§ Task prompt: Locate the line containing "Target: leafy bush" in the data below. Reproduce it and every following line up to the end, exactly as given.

────────────────

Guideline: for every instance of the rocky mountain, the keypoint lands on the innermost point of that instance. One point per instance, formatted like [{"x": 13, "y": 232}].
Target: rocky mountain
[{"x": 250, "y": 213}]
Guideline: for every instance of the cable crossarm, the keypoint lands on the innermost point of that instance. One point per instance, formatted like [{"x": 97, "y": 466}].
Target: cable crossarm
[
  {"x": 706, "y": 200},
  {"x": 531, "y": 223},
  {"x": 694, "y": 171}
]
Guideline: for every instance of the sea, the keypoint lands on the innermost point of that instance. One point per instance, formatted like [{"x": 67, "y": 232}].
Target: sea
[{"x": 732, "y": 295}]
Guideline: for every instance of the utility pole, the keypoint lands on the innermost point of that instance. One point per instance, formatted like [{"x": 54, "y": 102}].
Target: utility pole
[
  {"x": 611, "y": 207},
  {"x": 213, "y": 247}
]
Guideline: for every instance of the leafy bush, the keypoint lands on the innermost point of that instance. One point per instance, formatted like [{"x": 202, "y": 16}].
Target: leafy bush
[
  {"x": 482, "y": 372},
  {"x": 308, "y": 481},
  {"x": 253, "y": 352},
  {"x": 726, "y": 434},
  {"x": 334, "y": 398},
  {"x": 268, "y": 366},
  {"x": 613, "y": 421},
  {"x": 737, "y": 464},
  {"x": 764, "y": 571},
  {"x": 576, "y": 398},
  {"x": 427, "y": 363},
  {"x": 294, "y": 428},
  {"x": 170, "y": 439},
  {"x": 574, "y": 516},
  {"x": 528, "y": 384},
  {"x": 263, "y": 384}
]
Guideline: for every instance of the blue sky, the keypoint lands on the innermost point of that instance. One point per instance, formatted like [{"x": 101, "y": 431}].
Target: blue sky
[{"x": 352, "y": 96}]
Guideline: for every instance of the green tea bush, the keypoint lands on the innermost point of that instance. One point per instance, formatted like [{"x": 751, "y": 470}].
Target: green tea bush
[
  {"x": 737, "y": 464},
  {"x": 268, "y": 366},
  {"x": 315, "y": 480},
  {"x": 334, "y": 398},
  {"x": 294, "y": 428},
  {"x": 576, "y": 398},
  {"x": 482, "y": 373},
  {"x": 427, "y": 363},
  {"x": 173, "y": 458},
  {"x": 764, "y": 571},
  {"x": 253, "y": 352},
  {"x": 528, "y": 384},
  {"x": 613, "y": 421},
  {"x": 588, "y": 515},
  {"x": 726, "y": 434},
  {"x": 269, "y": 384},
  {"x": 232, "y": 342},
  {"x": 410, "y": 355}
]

────────────────

§ Answer space:
Target: leafy bush
[
  {"x": 482, "y": 372},
  {"x": 308, "y": 481},
  {"x": 253, "y": 352},
  {"x": 726, "y": 434},
  {"x": 334, "y": 398},
  {"x": 268, "y": 366},
  {"x": 613, "y": 421},
  {"x": 737, "y": 464},
  {"x": 764, "y": 571},
  {"x": 576, "y": 398},
  {"x": 427, "y": 363},
  {"x": 294, "y": 428},
  {"x": 170, "y": 439},
  {"x": 574, "y": 516},
  {"x": 528, "y": 384},
  {"x": 263, "y": 384}
]
Guideline: for every instance of the blue sky, the keypoint lands on the innermost point of that instance. One point per instance, formatted like [{"x": 101, "y": 431}].
Target: blue sky
[{"x": 352, "y": 96}]
Guideline: for every instance of the green tea bush, the keypoint lands on the innermost point of that instance. One point per instance, formatted like [{"x": 751, "y": 470}].
Target: green tea bush
[
  {"x": 737, "y": 464},
  {"x": 268, "y": 366},
  {"x": 315, "y": 480},
  {"x": 334, "y": 398},
  {"x": 294, "y": 428},
  {"x": 576, "y": 398},
  {"x": 482, "y": 373},
  {"x": 427, "y": 363},
  {"x": 173, "y": 458},
  {"x": 764, "y": 571},
  {"x": 253, "y": 352},
  {"x": 528, "y": 384},
  {"x": 613, "y": 421},
  {"x": 588, "y": 515},
  {"x": 726, "y": 434},
  {"x": 269, "y": 384},
  {"x": 232, "y": 342},
  {"x": 410, "y": 355}
]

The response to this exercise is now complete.